═══ Dataset content

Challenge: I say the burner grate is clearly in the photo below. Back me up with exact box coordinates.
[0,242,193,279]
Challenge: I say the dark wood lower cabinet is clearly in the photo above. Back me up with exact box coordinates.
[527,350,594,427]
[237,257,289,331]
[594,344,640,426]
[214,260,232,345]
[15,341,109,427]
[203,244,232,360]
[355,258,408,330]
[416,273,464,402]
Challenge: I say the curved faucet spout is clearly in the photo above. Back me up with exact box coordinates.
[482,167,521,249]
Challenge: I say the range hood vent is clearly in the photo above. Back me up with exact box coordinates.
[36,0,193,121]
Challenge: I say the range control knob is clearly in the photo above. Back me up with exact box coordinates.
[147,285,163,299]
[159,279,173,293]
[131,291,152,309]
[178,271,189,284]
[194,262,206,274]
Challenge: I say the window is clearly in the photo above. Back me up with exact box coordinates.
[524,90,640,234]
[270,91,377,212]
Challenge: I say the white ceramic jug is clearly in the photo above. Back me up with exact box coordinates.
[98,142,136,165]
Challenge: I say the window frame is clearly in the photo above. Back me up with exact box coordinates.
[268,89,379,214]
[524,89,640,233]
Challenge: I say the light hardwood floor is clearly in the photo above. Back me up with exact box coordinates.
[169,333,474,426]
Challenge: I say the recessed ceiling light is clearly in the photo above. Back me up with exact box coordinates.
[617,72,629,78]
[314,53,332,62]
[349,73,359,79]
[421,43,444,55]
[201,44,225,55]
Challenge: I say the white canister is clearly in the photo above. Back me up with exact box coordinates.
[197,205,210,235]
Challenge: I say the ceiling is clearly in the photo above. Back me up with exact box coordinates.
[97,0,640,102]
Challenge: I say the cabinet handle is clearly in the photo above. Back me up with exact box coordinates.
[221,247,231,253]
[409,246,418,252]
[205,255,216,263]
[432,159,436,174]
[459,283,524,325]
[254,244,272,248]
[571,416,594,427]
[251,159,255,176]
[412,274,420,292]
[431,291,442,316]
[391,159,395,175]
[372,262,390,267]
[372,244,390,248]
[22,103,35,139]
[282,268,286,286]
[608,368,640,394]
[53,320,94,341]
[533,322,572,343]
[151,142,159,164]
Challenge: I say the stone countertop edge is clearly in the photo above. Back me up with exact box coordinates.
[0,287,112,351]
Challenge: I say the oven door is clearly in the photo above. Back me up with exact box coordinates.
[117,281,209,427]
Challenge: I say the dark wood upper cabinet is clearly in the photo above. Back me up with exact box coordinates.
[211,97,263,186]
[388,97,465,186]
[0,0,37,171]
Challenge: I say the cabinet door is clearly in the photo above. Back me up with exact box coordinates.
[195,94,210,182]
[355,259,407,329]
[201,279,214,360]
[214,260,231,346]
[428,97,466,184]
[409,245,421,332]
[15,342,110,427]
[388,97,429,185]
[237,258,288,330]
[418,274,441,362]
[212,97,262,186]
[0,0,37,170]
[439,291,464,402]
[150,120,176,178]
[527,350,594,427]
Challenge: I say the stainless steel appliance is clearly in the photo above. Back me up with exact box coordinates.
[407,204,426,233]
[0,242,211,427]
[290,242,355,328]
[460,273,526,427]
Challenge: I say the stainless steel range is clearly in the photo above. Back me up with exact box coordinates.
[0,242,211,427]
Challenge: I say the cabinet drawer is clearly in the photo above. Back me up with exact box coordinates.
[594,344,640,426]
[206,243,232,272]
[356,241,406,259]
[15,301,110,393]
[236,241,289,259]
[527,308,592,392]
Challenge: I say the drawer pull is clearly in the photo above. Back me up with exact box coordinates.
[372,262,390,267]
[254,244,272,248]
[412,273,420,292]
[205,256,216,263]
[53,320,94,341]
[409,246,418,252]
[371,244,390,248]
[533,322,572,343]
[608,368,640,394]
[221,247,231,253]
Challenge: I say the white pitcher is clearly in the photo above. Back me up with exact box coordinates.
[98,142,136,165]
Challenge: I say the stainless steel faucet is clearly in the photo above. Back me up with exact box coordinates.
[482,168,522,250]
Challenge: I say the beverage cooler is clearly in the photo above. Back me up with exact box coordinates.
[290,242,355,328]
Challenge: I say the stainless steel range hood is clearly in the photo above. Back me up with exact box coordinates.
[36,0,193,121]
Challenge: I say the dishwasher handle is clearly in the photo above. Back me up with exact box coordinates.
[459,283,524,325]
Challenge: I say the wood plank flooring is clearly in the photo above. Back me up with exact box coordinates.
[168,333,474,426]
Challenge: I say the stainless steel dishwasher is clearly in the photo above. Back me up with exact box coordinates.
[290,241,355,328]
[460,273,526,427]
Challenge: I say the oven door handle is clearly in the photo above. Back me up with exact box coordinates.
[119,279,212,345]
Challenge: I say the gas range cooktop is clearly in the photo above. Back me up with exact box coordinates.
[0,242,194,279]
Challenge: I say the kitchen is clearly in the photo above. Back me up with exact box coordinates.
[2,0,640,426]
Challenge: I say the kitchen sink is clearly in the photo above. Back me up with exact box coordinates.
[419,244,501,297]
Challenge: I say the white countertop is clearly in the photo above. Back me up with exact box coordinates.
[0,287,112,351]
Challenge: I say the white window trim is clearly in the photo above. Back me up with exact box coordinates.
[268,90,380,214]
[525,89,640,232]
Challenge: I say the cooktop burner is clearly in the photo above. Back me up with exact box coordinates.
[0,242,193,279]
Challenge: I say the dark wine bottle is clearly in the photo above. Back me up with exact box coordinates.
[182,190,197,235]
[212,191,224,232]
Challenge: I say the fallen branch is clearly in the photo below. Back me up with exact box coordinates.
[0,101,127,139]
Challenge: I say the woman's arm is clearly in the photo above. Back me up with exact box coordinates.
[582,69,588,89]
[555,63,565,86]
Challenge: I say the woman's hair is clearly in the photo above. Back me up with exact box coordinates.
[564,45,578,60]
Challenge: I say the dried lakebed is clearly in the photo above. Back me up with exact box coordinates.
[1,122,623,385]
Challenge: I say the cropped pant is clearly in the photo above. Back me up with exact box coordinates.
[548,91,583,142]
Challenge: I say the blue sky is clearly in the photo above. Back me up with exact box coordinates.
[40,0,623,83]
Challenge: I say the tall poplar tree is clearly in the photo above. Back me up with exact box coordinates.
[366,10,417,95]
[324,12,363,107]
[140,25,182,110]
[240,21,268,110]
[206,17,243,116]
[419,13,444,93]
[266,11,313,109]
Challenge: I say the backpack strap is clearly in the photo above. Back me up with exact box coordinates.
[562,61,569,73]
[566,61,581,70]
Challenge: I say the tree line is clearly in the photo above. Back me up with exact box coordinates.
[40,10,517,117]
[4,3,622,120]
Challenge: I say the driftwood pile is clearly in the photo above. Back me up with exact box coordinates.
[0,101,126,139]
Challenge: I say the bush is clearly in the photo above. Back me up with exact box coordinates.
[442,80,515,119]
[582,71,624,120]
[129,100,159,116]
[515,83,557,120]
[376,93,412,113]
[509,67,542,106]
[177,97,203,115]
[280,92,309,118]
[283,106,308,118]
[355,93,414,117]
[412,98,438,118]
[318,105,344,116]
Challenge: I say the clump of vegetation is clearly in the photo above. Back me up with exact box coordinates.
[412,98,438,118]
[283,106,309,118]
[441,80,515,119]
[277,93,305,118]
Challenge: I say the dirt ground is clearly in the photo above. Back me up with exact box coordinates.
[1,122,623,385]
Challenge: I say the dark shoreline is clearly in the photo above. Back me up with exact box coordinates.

══════

What to produce: Transcribe the listing. Every line must match exactly.

Answer to this task:
Challenge: I say the burner grate is clearly in the photo below. Back me up with exact box coordinates.
[0,242,193,279]
Challenge: I say the dark wood lower cabinet is clearly in the photo above. Back me up with exact box coordinates.
[527,350,594,427]
[237,257,289,331]
[594,344,640,426]
[214,260,232,345]
[15,341,109,427]
[203,244,232,360]
[355,258,408,330]
[416,273,464,402]
Challenge: I say the curved faucet spout is clearly in the photo above. Back me up with exact box coordinates.
[482,167,521,249]
Challenge: I say the range hood vent is clearly in the photo above. Back me up with exact box coordinates.
[36,0,193,121]
Challenge: I say the range control knob is clearly in the photo above. Back me up with exact box coordinates.
[147,285,163,299]
[159,279,173,293]
[131,291,152,309]
[178,271,189,284]
[194,262,206,274]
Challenge: I say the window is clearly in the photo above. Back me up with exact box coordinates.
[524,90,640,234]
[270,91,377,212]
Challenge: I say the white ceramic jug is clearly in the photo above. Back me up with exact box coordinates.
[98,142,136,165]
Challenge: I say the window frame is clearly in the photo above. Back me up with exact box coordinates.
[268,89,379,214]
[524,89,640,233]
Challenge: I say the light hardwood floor is clearly in the photo above. Back me up with exact box coordinates.
[169,333,474,426]
Challenge: I say the recessed ceiling light is clearly in the photo above. Back me up with exact box coordinates.
[617,72,629,78]
[314,53,332,62]
[349,73,359,79]
[421,43,444,55]
[201,44,225,55]
Challenge: I say the white canister is clearly in the photo above. Back me up with exact box coordinates.
[197,205,210,235]
Challenge: I say the ceiling is clearly in the photo above. Back me up with exact box coordinates.
[97,0,640,102]
Challenge: I say the cabinet handle is clearly in the photo above. Back me up with exact box coordinates.
[221,247,231,253]
[409,246,418,252]
[205,255,216,263]
[432,159,436,174]
[459,283,524,325]
[254,244,272,248]
[571,416,594,427]
[251,159,255,176]
[412,274,420,292]
[431,291,442,316]
[391,159,395,175]
[372,262,390,267]
[372,244,390,248]
[22,103,35,139]
[282,268,286,286]
[608,368,640,394]
[53,320,94,341]
[533,322,572,343]
[151,142,159,164]
Challenge: I say the stone countertop edge is clearly in the photo above. Back me up with exact box coordinates.
[0,287,112,351]
Challenge: I say the oven door is clearly in the photo above. Back me up with exact box coordinates.
[117,281,209,427]
Challenge: I say the dark wood upper cabinet is clearly in the photo above. Back me up with exact box coordinates.
[211,97,263,186]
[388,97,465,186]
[0,0,37,171]
Challenge: I say the cabinet door is clearly in the photo above. Back me up with exact box coordinates.
[195,94,210,182]
[355,259,407,329]
[201,279,214,360]
[214,260,231,346]
[428,97,466,184]
[409,245,421,332]
[15,342,110,427]
[388,97,429,185]
[237,258,288,330]
[418,274,441,362]
[212,97,262,186]
[0,0,37,170]
[439,291,464,402]
[150,120,176,178]
[527,350,594,427]
Challenge: I say the stainless steel appliance is clearly in the photo above. Back me up with exact box coordinates.
[407,204,426,233]
[0,242,211,427]
[290,242,355,328]
[460,273,526,427]
Challenge: I say the stainless steel range is clearly in the photo above. Back me up with exact box coordinates.
[0,242,211,427]
Challenge: I say the cabinet drawer is clearly in the photo above. Back me up with exact box coordinates.
[594,344,640,426]
[206,243,232,272]
[356,241,406,259]
[15,301,110,393]
[236,241,289,259]
[527,308,592,392]
Challenge: I say the drawer pull is clearly in the photo above. Back me up with exact box coordinates.
[372,262,390,267]
[254,244,272,248]
[412,273,420,292]
[205,256,216,263]
[53,320,94,341]
[409,246,418,252]
[371,244,390,248]
[533,322,572,343]
[608,368,640,394]
[221,247,231,253]
Challenge: I say the white pitcher is clearly in the photo above. Back me up with exact box coordinates.
[98,142,136,165]
Challenge: I say the stainless steel faucet is clearly in the photo above. Back me up with exact box coordinates.
[482,168,522,250]
Challenge: I say the beverage cooler is clearly in the photo above. Back me up with exact box coordinates.
[290,242,355,328]
Challenge: I say the stainless steel range hood is clearly in the photo above. Back me up with exact box coordinates.
[36,0,193,121]
Challenge: I say the dishwasher handle is clearly in the photo above. Back me up with exact box coordinates.
[459,283,524,325]
Challenge: I say the wood plank flooring is clearly in the photo above. Back me up with exact box coordinates.
[168,333,474,426]
Challenge: I say the stainless steel dishwasher is clearly in the photo above. Back me up with exact box coordinates.
[290,241,355,328]
[460,273,526,427]
Challenge: I say the oven door handle is clearly in the photo above. Back me up with exact box coordinates.
[119,279,212,345]
Challenge: I say the gas range cooktop is clearly in the photo above. Back me up with exact box coordinates.
[0,242,194,279]
Challenge: I say the kitchen is clearly in the photo above. Back me up with exact box coordinates.
[2,0,640,426]
Challenge: I say the kitchen sink is clearly in the photo above. Back me up with exact box coordinates.
[419,244,501,297]
Challenge: I say the white countertop is clearly in the photo above. Back me up with exact box coordinates.
[0,287,112,351]
Challenge: I say the white window trim is clearly in the photo above. Back me up with exact box coordinates.
[268,90,380,214]
[525,89,640,232]
Challenge: I say the cooktop burner is clearly in the photo above. Back me up with exact box coordinates.
[0,242,193,279]
Challenge: I say the dark wine bottle is clearly in the photo above. Back me up with exact box coordinates.
[182,190,197,235]
[212,191,224,232]
Challenge: I say the fallen branch is clearly in the photo below. Back me up with exact box coordinates.
[0,101,127,139]
Challenge: I say the woman's arm is clearly in the photo above. Back me up with exact box coordinates.
[582,69,588,89]
[555,63,565,86]
Challenge: I say the woman's hair is clearly in the photo above. Back me up with exact box coordinates.
[564,45,578,60]
Challenge: I say the dried lakebed is clearly in the photo above. Back me up with exact box coordinates.
[1,122,623,385]
Challenge: I say the cropped pant is clearly in the photo above. Back me up with exact box coordinates.
[548,91,583,142]
Challenge: I say the blue sky is clearly in the photo above. Back me up with exact box coordinates.
[40,0,623,83]
Challenge: I say the tall poplar tree is clearly in the photo above. Back me up with exact box coordinates.
[366,10,417,95]
[324,12,363,107]
[140,25,182,110]
[240,21,268,110]
[206,17,243,116]
[419,13,444,93]
[266,11,313,109]
Challenge: I say the backpack strap is clearly in the photo above. Back me up with exact box coordinates.
[562,61,569,73]
[566,61,581,70]
Challenge: I say the tree line is clearly in the photo above. Back me up with exact box coordinates.
[40,10,517,117]
[4,3,622,120]
Challenge: I say the driftwood pile is clearly in the photo above. Back me up with exact box coordinates.
[0,101,126,139]
Challenge: I say the bush is clearly in the photo above. Back me up with exact box coordinates.
[442,80,515,119]
[582,71,624,120]
[129,100,159,116]
[515,83,557,120]
[376,93,412,113]
[509,67,542,106]
[177,97,203,115]
[280,92,309,118]
[283,106,308,118]
[355,93,414,117]
[412,98,438,118]
[318,105,344,116]
Challenge: I say the clump of vegetation is clearly in the photo above. Back me up with exact box coordinates.
[412,98,438,118]
[283,106,309,118]
[441,80,515,119]
[277,93,305,118]
Challenge: I say the dirt ground is clearly in the photo above. Back me up with exact box coordinates.
[1,122,623,385]
Challenge: I say the dark shoreline is clearly in the photo above. Back me up with exact box coordinates.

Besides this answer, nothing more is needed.